_Gespeicherte Daten_
* * * * * * *

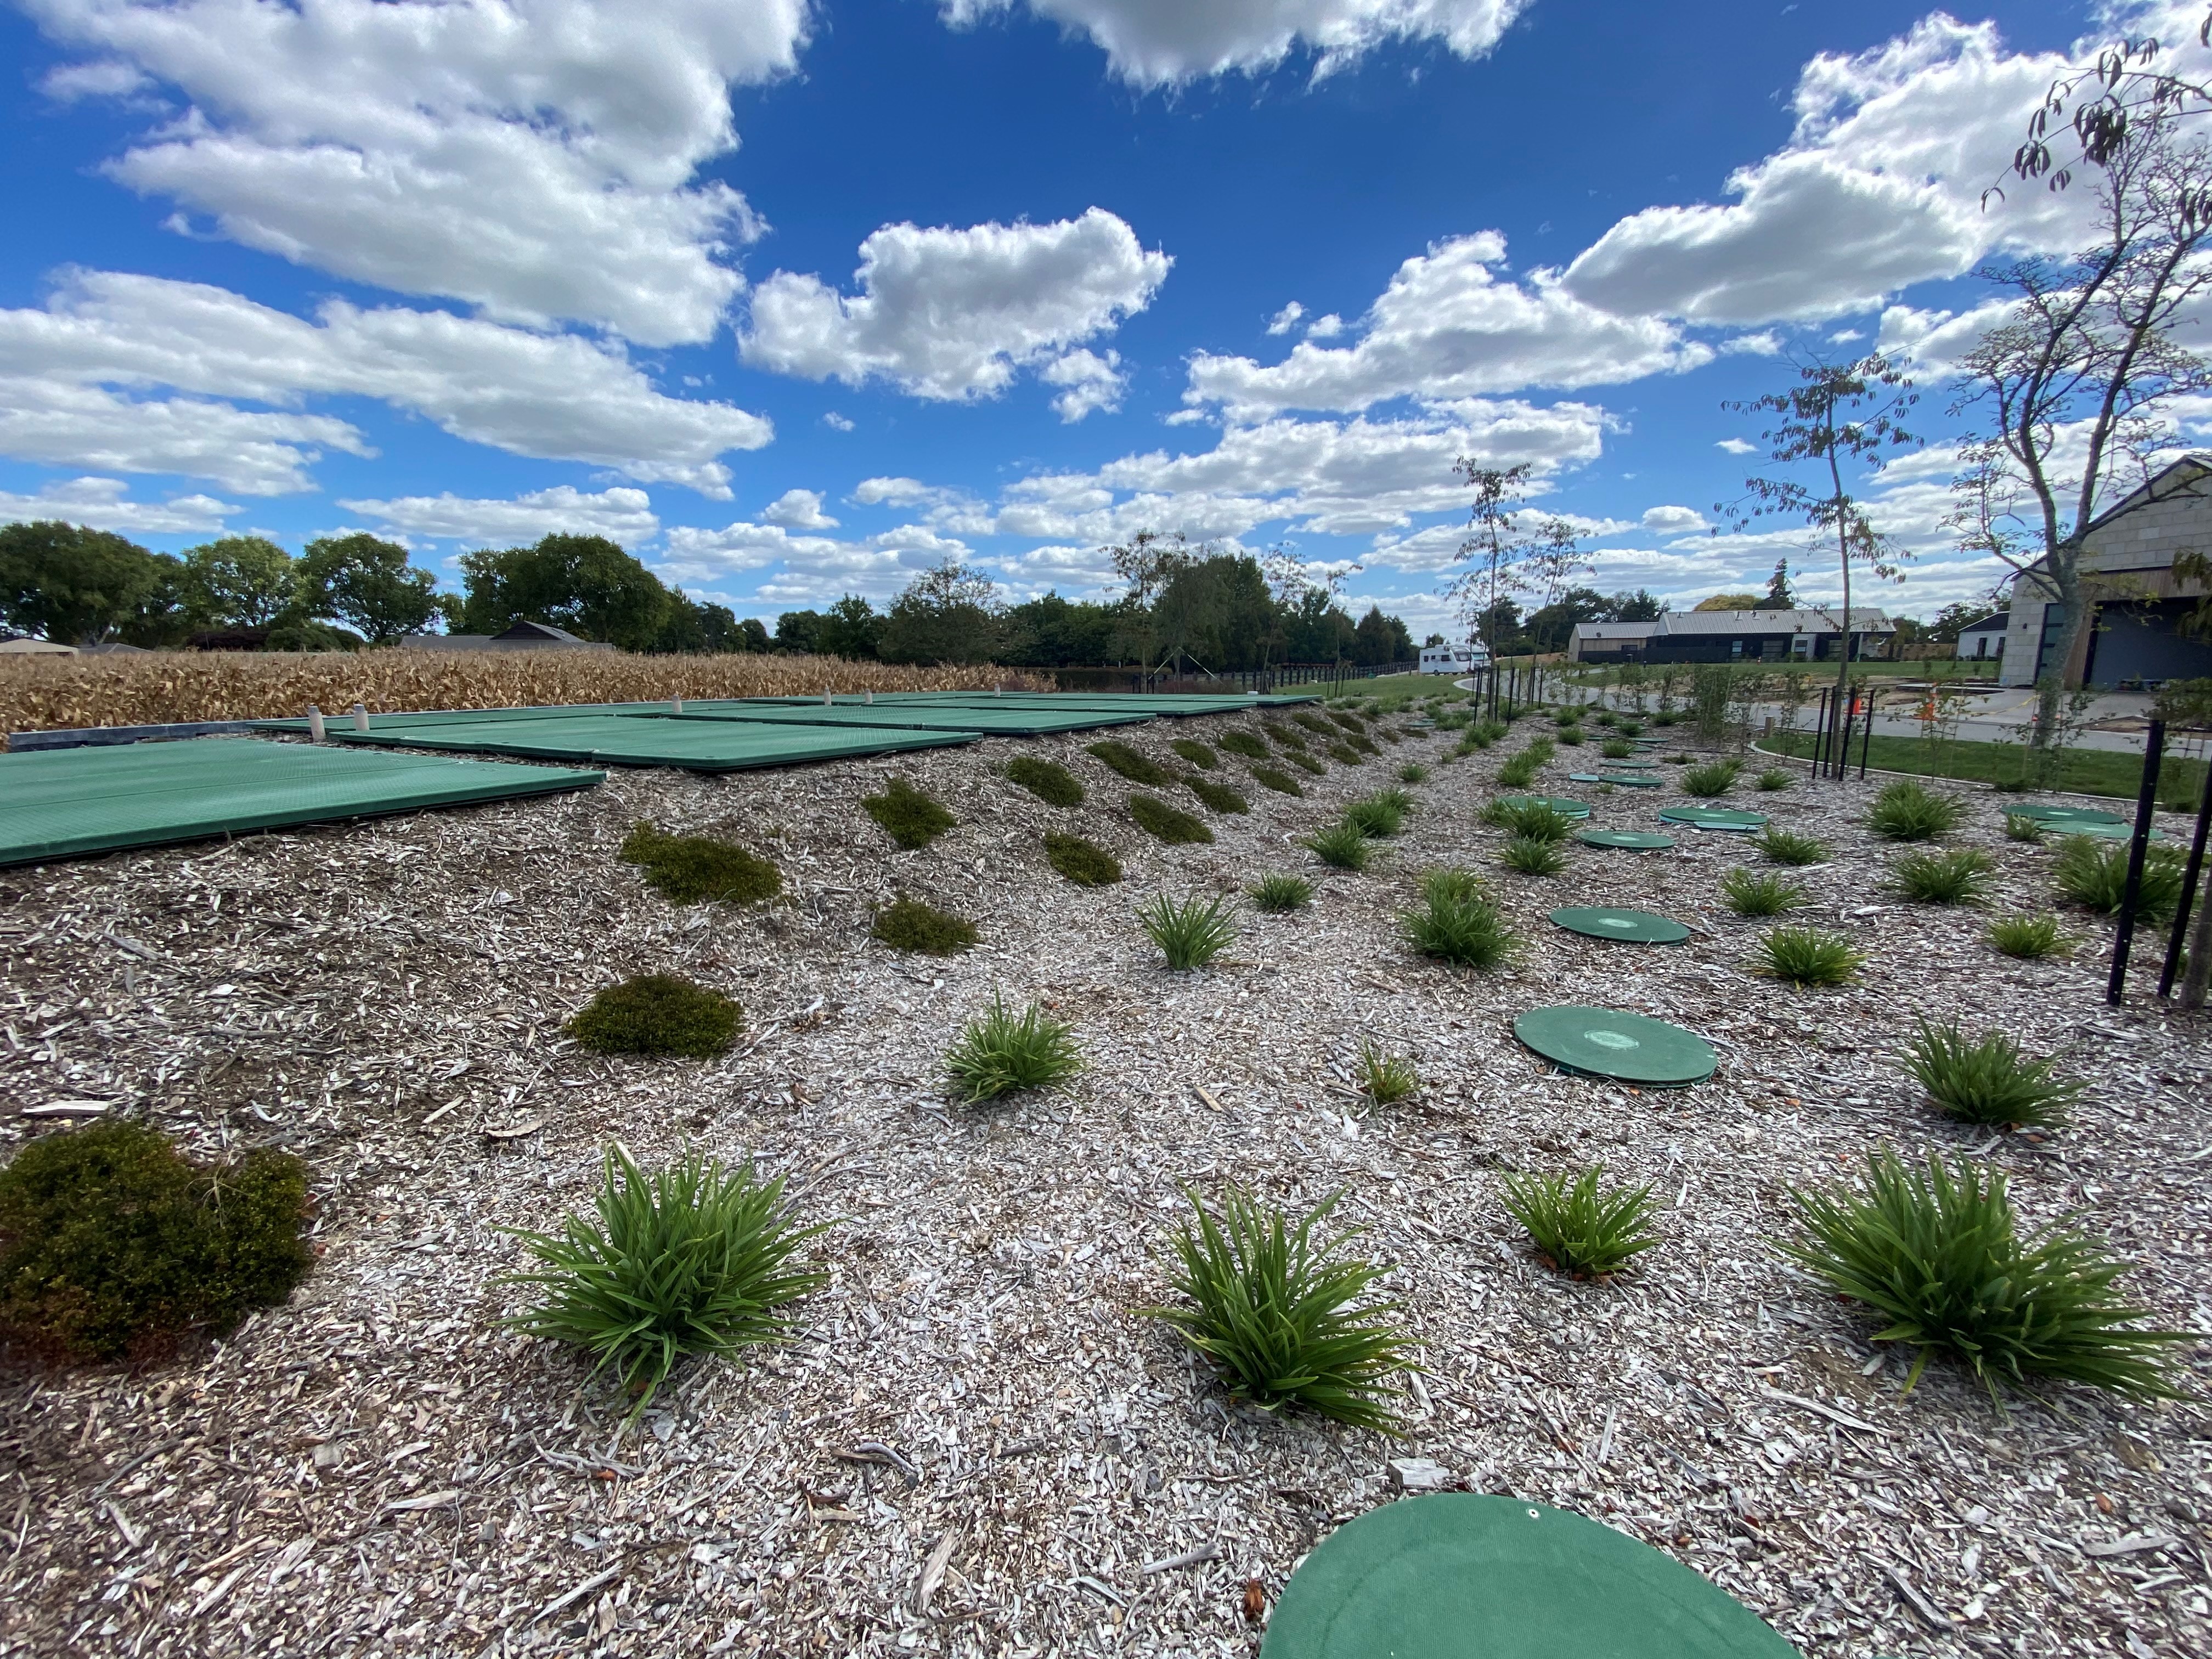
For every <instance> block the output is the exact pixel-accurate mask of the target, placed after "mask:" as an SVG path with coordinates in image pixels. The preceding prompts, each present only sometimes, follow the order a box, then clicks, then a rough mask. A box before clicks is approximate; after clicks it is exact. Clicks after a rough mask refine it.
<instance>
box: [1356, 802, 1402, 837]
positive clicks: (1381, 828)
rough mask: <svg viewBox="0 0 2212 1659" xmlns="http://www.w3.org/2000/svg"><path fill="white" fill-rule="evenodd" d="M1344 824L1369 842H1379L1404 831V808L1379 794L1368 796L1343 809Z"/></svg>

* * * * * * *

Geben Sie sämtliche obenstehenden Zeilen zeichengetreu aus und lassen Sie die Bilder dabei weg.

_AUSGABE_
For every <instance> block the output is the exact pixel-accurate mask of the target, placed after "mask:" as an SVG path with coordinates in image pixels. The preceding prompts, each present only sometimes, follow the order a box, then clicks, then a rough mask. A box before clicks is approximate; after clicks it is exact. Clicks after a rough mask refine it.
<instance>
box: [1356, 802, 1402, 837]
positive clicks: (1381, 828)
rough mask: <svg viewBox="0 0 2212 1659" xmlns="http://www.w3.org/2000/svg"><path fill="white" fill-rule="evenodd" d="M1344 824L1369 842H1379L1404 831V808L1379 794L1368 796L1343 809Z"/></svg>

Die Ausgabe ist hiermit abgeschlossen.